— Start of SUPPLIED INFORMATION —

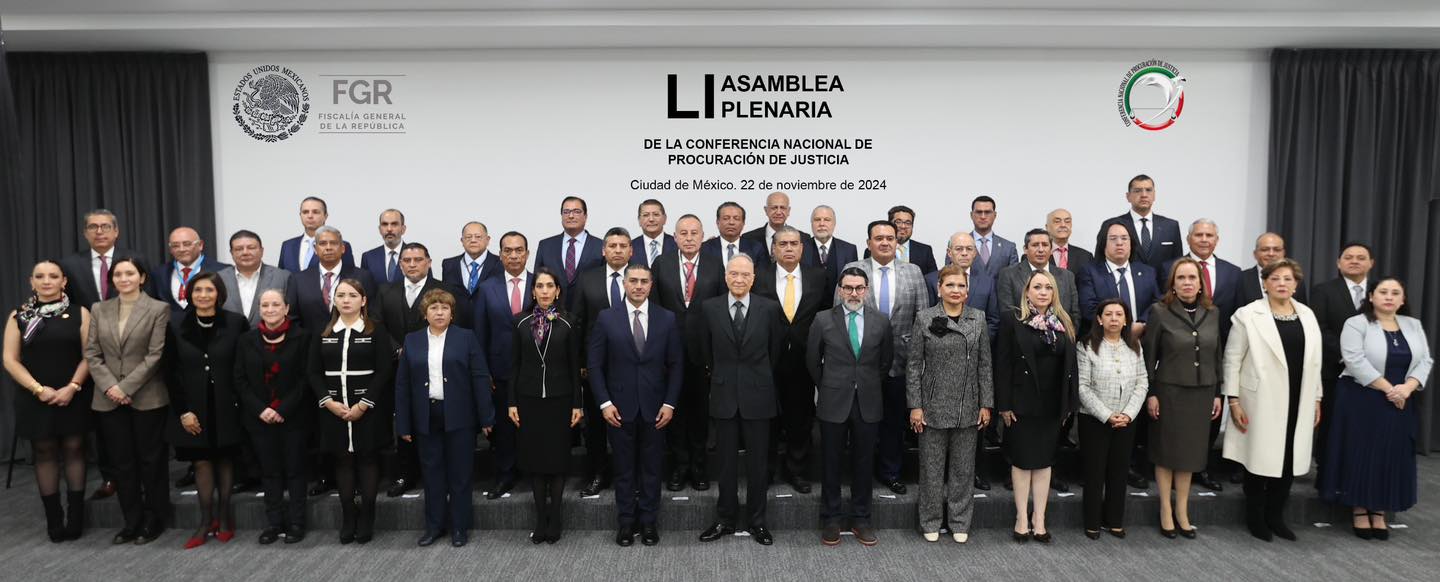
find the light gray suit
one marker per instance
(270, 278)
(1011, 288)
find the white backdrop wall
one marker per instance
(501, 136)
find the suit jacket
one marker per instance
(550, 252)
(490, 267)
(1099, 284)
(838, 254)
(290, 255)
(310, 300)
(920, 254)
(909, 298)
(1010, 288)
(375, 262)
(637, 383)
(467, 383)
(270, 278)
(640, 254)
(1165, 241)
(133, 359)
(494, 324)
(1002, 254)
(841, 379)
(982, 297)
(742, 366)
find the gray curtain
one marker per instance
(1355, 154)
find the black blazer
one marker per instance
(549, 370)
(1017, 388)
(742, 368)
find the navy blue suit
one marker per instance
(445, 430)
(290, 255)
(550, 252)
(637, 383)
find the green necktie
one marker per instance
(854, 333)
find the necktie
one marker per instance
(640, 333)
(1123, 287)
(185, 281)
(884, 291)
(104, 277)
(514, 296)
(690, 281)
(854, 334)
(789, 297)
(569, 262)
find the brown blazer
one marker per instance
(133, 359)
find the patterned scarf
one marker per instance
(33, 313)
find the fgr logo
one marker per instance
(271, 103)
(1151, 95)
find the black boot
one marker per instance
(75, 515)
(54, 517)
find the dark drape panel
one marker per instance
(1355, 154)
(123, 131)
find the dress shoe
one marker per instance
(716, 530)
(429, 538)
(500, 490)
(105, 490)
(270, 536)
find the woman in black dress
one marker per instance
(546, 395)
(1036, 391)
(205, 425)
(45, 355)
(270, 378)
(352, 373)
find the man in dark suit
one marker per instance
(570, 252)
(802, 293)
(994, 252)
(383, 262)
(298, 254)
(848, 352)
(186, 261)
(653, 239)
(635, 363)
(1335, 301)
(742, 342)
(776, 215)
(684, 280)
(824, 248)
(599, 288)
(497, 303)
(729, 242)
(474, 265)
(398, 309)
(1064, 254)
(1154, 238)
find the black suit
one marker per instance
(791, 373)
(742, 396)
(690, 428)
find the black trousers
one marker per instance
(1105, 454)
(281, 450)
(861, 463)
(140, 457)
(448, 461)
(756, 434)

— End of SUPPLIED INFORMATION —

--- REQUIRED TASK ---
Copy out every one of the items above with "marker" changed to "point" and nothing else altered. Leave the pictures out.

--- OUTPUT ---
find the light gray suit
one point per instance
(270, 278)
(1011, 288)
find the white backdrop wall
one point per instance
(501, 136)
find the suit jacket
one point per instance
(550, 252)
(490, 267)
(1099, 284)
(838, 254)
(290, 255)
(310, 300)
(920, 254)
(909, 298)
(1010, 288)
(375, 262)
(637, 383)
(467, 383)
(270, 278)
(640, 254)
(1165, 241)
(133, 359)
(494, 324)
(1002, 254)
(841, 379)
(982, 297)
(742, 366)
find the gray curtain
one point per instance
(1355, 154)
find the black blazer
one point per instance
(549, 370)
(1017, 388)
(742, 368)
find the navy blue suit
one point per instance
(445, 430)
(290, 255)
(550, 252)
(637, 383)
find the green necktie
one point per instance
(854, 333)
find the necktie
one point per instance
(640, 333)
(1123, 287)
(185, 281)
(884, 291)
(104, 277)
(514, 296)
(690, 281)
(854, 334)
(789, 297)
(569, 262)
find the brown blazer
one point per instance
(133, 359)
find the patterned scarf
one point per instance
(33, 313)
find the fgr logo
one point per instance
(271, 103)
(1151, 95)
find the black boot
one point per instance
(75, 515)
(54, 517)
find the dark drape panel
one point per instance
(1355, 154)
(123, 131)
find the dress shoe
one point per instance
(716, 530)
(429, 538)
(500, 490)
(105, 490)
(270, 536)
find the woman in black dress
one point per instance
(546, 395)
(1036, 391)
(205, 425)
(45, 355)
(270, 378)
(352, 373)
find the man in dark suit
one point per instance
(570, 252)
(802, 293)
(994, 252)
(383, 262)
(298, 254)
(848, 352)
(186, 261)
(653, 239)
(635, 363)
(1335, 301)
(742, 342)
(776, 215)
(684, 280)
(824, 248)
(599, 288)
(497, 303)
(729, 242)
(474, 265)
(398, 309)
(1064, 254)
(1154, 238)
find the black suit
one point per instance
(791, 373)
(742, 396)
(690, 428)
find the black trousers
one point per instance
(1105, 454)
(281, 450)
(861, 463)
(140, 457)
(448, 461)
(756, 434)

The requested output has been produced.